:: Exercise brief ::
Copy the rows below from the line containing "of the railing" through the line containing "M 219 633 L", changing "railing on pylon top" to "pylon top railing" and leaving everything else the same. Return only those lines.

Collection entries:
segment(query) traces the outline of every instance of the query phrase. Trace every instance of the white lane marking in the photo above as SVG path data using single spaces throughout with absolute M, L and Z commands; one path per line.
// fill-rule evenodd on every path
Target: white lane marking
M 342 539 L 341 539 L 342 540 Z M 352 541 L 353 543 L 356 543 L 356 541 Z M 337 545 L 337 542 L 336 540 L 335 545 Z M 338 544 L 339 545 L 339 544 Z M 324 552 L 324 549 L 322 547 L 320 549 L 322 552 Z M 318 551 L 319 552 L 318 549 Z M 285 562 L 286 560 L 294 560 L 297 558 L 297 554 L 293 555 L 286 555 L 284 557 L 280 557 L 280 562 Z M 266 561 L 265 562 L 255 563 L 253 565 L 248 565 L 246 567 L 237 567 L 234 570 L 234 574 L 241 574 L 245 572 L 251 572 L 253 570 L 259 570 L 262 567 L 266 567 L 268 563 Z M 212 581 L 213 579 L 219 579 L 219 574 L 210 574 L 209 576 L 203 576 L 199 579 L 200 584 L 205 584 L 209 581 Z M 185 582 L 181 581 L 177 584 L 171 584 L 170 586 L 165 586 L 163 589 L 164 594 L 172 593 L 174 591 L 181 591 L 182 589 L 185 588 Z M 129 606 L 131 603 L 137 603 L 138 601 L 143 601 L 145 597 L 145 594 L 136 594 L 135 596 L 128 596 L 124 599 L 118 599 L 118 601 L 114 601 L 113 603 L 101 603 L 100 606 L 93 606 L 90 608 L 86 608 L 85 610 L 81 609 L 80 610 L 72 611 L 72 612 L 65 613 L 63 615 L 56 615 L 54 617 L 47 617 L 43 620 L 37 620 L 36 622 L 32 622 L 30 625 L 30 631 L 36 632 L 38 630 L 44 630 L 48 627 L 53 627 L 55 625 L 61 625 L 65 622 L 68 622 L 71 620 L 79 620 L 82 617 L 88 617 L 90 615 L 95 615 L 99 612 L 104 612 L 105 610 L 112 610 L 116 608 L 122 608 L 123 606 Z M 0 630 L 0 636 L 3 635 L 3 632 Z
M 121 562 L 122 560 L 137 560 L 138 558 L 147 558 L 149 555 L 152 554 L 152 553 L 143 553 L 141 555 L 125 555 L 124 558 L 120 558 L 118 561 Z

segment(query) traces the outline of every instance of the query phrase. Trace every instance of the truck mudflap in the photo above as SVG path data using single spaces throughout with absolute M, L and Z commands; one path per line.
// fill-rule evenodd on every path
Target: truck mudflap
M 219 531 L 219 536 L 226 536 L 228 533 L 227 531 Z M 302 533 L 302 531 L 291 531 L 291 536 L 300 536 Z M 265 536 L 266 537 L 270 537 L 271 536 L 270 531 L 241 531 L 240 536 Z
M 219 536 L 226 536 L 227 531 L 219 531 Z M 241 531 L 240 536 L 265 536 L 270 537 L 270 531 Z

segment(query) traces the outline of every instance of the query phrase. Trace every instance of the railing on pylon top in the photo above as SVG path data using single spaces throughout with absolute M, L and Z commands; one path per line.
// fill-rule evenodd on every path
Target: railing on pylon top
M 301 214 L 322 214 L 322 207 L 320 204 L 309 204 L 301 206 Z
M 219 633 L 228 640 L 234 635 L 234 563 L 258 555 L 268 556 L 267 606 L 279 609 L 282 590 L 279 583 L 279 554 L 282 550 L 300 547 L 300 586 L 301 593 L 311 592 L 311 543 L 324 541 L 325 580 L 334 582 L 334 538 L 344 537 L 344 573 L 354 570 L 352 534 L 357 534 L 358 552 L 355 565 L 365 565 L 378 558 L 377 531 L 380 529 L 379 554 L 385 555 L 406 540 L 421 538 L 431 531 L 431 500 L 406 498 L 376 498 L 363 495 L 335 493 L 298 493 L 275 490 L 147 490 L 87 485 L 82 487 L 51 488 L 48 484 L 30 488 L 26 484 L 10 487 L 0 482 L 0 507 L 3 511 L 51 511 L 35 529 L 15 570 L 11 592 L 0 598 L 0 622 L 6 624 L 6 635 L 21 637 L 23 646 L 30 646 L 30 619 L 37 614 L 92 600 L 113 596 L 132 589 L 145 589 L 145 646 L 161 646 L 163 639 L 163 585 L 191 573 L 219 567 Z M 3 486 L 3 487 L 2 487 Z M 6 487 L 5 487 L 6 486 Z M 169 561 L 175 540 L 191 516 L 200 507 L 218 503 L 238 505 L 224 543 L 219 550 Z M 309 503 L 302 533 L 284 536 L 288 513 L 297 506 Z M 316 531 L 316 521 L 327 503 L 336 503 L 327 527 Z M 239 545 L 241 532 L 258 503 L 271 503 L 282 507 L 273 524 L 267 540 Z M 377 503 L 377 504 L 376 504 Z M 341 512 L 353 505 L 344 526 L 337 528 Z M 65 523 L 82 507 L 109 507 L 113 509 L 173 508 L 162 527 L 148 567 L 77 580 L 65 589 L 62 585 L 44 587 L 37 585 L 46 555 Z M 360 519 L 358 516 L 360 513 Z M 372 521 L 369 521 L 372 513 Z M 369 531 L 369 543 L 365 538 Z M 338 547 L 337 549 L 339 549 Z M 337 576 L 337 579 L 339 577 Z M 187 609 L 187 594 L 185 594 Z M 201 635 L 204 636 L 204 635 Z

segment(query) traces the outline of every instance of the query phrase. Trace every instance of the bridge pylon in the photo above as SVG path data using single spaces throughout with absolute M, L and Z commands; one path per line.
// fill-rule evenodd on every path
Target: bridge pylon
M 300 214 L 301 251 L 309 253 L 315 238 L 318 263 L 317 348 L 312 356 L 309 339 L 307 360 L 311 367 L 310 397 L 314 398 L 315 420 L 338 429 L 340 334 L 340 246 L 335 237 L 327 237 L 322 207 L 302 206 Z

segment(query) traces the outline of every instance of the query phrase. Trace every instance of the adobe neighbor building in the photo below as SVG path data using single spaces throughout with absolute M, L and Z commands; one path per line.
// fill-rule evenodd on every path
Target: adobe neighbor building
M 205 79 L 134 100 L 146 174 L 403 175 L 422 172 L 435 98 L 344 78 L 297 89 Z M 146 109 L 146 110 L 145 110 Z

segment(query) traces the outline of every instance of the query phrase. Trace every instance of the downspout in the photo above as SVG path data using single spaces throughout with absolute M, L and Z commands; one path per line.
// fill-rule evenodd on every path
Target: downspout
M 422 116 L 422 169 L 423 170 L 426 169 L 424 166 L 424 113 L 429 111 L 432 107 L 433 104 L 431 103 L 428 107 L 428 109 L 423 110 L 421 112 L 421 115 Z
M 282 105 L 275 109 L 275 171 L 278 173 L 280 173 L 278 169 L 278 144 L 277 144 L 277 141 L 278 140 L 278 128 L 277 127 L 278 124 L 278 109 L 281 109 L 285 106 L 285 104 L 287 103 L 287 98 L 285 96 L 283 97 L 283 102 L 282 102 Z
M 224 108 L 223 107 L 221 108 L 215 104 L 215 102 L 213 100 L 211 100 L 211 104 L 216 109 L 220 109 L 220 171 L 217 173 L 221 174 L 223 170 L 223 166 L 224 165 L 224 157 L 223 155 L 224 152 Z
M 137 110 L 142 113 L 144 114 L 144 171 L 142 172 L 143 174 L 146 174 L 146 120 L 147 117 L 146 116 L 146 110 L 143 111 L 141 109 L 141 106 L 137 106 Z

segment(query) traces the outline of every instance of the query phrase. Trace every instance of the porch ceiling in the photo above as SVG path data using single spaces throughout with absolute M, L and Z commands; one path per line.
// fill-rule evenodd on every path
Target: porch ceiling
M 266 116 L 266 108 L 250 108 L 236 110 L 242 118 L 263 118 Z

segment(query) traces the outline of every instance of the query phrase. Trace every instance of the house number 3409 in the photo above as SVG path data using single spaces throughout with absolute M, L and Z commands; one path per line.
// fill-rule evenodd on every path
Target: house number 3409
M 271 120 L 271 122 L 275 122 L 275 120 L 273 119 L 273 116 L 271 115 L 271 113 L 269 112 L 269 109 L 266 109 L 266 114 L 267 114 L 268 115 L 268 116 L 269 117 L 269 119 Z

:: Correct response ::
segment(query) traces the outline of every instance of the query phrase. Trace every instance of the pylon top railing in the photo above as SVG path data using single spaces throughout with absolute M, L and Z commands; one path per line.
// fill-rule evenodd on every path
Target: pylon top railing
M 301 214 L 322 214 L 322 207 L 320 204 L 309 204 L 301 206 Z
M 219 633 L 228 640 L 234 635 L 234 563 L 258 555 L 268 556 L 267 606 L 279 609 L 282 590 L 279 583 L 279 554 L 282 550 L 300 547 L 300 586 L 301 593 L 311 592 L 311 543 L 324 541 L 325 580 L 334 582 L 334 538 L 344 537 L 344 573 L 354 570 L 352 534 L 357 534 L 358 552 L 355 565 L 365 565 L 378 558 L 377 531 L 380 529 L 379 554 L 385 555 L 406 540 L 421 538 L 431 531 L 431 500 L 406 498 L 376 498 L 363 495 L 335 493 L 298 493 L 275 490 L 147 490 L 87 485 L 82 487 L 51 488 L 48 484 L 30 488 L 26 484 L 10 487 L 0 482 L 0 507 L 3 511 L 51 511 L 35 529 L 15 570 L 11 592 L 0 598 L 0 622 L 6 624 L 6 635 L 21 637 L 23 646 L 30 646 L 30 619 L 37 614 L 92 600 L 113 596 L 132 589 L 145 589 L 145 646 L 161 646 L 163 639 L 163 585 L 191 573 L 219 567 Z M 3 486 L 3 487 L 2 487 Z M 6 487 L 5 487 L 6 486 Z M 169 561 L 175 540 L 191 516 L 200 507 L 218 503 L 238 505 L 224 543 L 219 550 Z M 309 503 L 302 533 L 284 536 L 288 513 L 297 506 Z M 316 531 L 316 521 L 327 503 L 336 503 L 327 527 Z M 239 545 L 241 532 L 258 503 L 271 503 L 282 507 L 273 524 L 267 540 Z M 377 503 L 377 504 L 376 504 Z M 341 512 L 353 505 L 344 526 L 337 528 Z M 65 523 L 82 507 L 109 507 L 113 509 L 173 508 L 162 527 L 148 567 L 77 580 L 65 589 L 62 585 L 44 587 L 37 585 L 46 555 Z M 360 519 L 358 516 L 360 513 Z M 372 521 L 369 521 L 372 513 Z M 369 531 L 369 543 L 365 538 Z M 338 547 L 337 549 L 339 549 Z M 337 576 L 337 579 L 339 577 Z M 187 609 L 187 594 L 185 594 Z M 201 635 L 204 636 L 204 635 Z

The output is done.